> [SUPPLIED TEXT]:
Entropy production bounds for systems running computer programs
Pith reviewed 2026-05-23 17:03 UTC · model grok-4.3
The pith
Mismatch cost provides a lower bound on entropy production that scales at least linearly with heat flow and increases when time intervals are subdivided.
A machine-rendered reading of the paper's core claim, the machinery that carries it, and where it could break.
Core claim
Mismatch cost is a universally applicable lower bound on the entropy production of any fixed physical process across a given time interval. For physical systems that implement modern digital computers, this bound equals the minimal entropy production associated with running a given program and can be computed via a general framework that maps program steps to thermodynamic costs. The framework is applied to show that bubble sort and bucket sort have different mismatch costs that depend on input size and structure, and it extends to programs calling subroutines.
What carries the argument
Mismatch cost (MMC), a universally applicable lower bound on entropy production for any fixed physical process across a given time interval.
If this is right
- Mismatch cost scales at least linearly with the total heat flow in the worst case over initial distributions.
- The mismatch cost lower bound over a given time interval never decreases if the interval is subdivided into sub-intervals, and often increases.
- The minimal entropy production for running a program depends on input size and structure such as the presence of repeated entries.
- Different algorithms incur different mismatch costs, as shown by direct comparison of bubble sort and bucket sort.

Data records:
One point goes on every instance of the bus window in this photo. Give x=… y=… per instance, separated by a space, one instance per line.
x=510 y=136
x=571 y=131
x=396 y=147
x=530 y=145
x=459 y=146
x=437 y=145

> [WHAT TO WORK ON]:
1. In the mismatch cost summary, reproduce verbatim everything from "What carries the" to "of repeated entries.".
2. Write the next part of the mismatch cost summary, picking up after its last line.

> [TASK-BY-TASK RESULTS]:
1.
What carries the argument
Mismatch cost (MMC), a universally applicable lower bound on entropy production for any fixed physical process across a given time interval.
If this is right
- Mismatch cost scales at least linearly with the total heat flow in the worst case over initial distributions.
- The mismatch cost lower bound over a given time interval never decreases if the interval is subdivided into sub-intervals, and often increases.
- The minimal entropy production for running a program depends on input size and structure such as the presence of repeated entries.

2.
- The framework extends directly to programs that call subroutines.
Where Pith is reading between the lines
- Finer time resolution in the analysis of program execution would generally produce stricter lower bounds on thermodynamic cost.
- The framework could be used to rank algorithms by their minimal energy requirements for large inputs without running them on hardware.
- If the mapping from digital programs to physical systems holds, the same approach might quantify costs for programs that include conditional branches or loops.
Load-bearing premise
Any physical system that implements a modern digital computer can be mapped to the general framework for computing minimal entropy production associated with running a given program.
What would settle it
A measurement on a physical computer running bubble sort on a known input where total entropy production falls below the mismatch cost value computed by the framework for that program and input.
Figures
read the original abstract
Mismatch cost (MMC) is a universally applicable lower bound on the entropy production (EP) of any fixed physical process across a given time interval. In the first part of the paper, we establish results concerning MMC to prove that it scales at least linearly with the total heat flow in the worst case over initial distributions. We also prove that the MMC lower bound over a given time interval never decreases if the time interval is subdivided into a sequence of sub-intervals, and that the bound often increases. In the second part of the paper, we introduce a general framework for computing the minimal EP (i.e., the MMC) associated with running a computer program on any physical system that implements a modern digital computer. We apply this general framework to compare MMC of running two canonical sorting algorithms, bubble sort and bucket sort. The framework enables us to investigate how thermodynamic cost depends on features like input size and structure (e.g., with or without repeated entries). Finally, we extend the framework to programs that call subroutines.
Editorial analysis
A structured set of objections, weighed in public.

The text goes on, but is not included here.